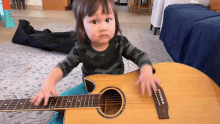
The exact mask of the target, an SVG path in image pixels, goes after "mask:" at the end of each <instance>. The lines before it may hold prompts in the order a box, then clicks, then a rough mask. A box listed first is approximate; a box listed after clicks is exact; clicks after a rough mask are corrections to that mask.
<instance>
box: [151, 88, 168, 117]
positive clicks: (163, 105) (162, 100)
mask: <svg viewBox="0 0 220 124" xmlns="http://www.w3.org/2000/svg"><path fill="white" fill-rule="evenodd" d="M152 97H153V99H154V103H155V107H156V110H157V114H158V118H159V119H169V115H168V102H167V99H166V96H165V94H164V91H163V89H162V88H161V87H160V86H159V85H157V93H154V91H153V89H152Z"/></svg>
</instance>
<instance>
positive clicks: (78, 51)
mask: <svg viewBox="0 0 220 124" xmlns="http://www.w3.org/2000/svg"><path fill="white" fill-rule="evenodd" d="M122 56H123V57H125V58H126V59H128V60H131V61H133V62H134V63H135V64H137V65H138V67H139V68H141V67H142V66H143V65H144V64H149V65H151V66H152V63H151V61H150V59H149V56H148V55H147V53H145V52H142V51H141V50H139V49H137V48H136V47H134V46H133V45H132V44H131V43H130V42H129V41H128V39H127V38H126V37H124V36H122V35H117V36H116V37H115V38H112V39H111V40H110V43H109V46H108V48H107V49H106V50H104V51H101V52H99V51H96V50H94V49H93V48H92V47H91V45H86V44H83V43H81V42H76V43H75V46H74V47H73V48H72V50H71V51H70V53H69V55H68V56H67V57H66V58H65V59H64V60H63V61H61V62H60V63H58V64H57V65H56V67H59V68H60V69H61V70H62V72H63V77H65V76H66V75H67V74H69V73H70V72H71V71H72V69H73V68H74V67H77V66H78V64H79V63H81V62H82V64H83V66H82V68H81V69H82V73H83V77H82V79H84V77H86V76H89V75H93V74H124V63H123V60H122ZM153 73H155V70H154V68H153Z"/></svg>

PROMPT —
Which lines of the records above contain the string "instance" with matching case? Copy out each such line in full.

RESPONSE TO THE EXERCISE —
The exact mask of the target, an SVG path in image pixels, goes after "mask:" at the end of each <instance>. The lines before it may hold prompts in the order a box, then clicks, then a rough mask. A box listed first is approximate; a box listed after clicks is exact; clicks after a rough mask are corrections to that mask.
<instance>
</instance>
<instance>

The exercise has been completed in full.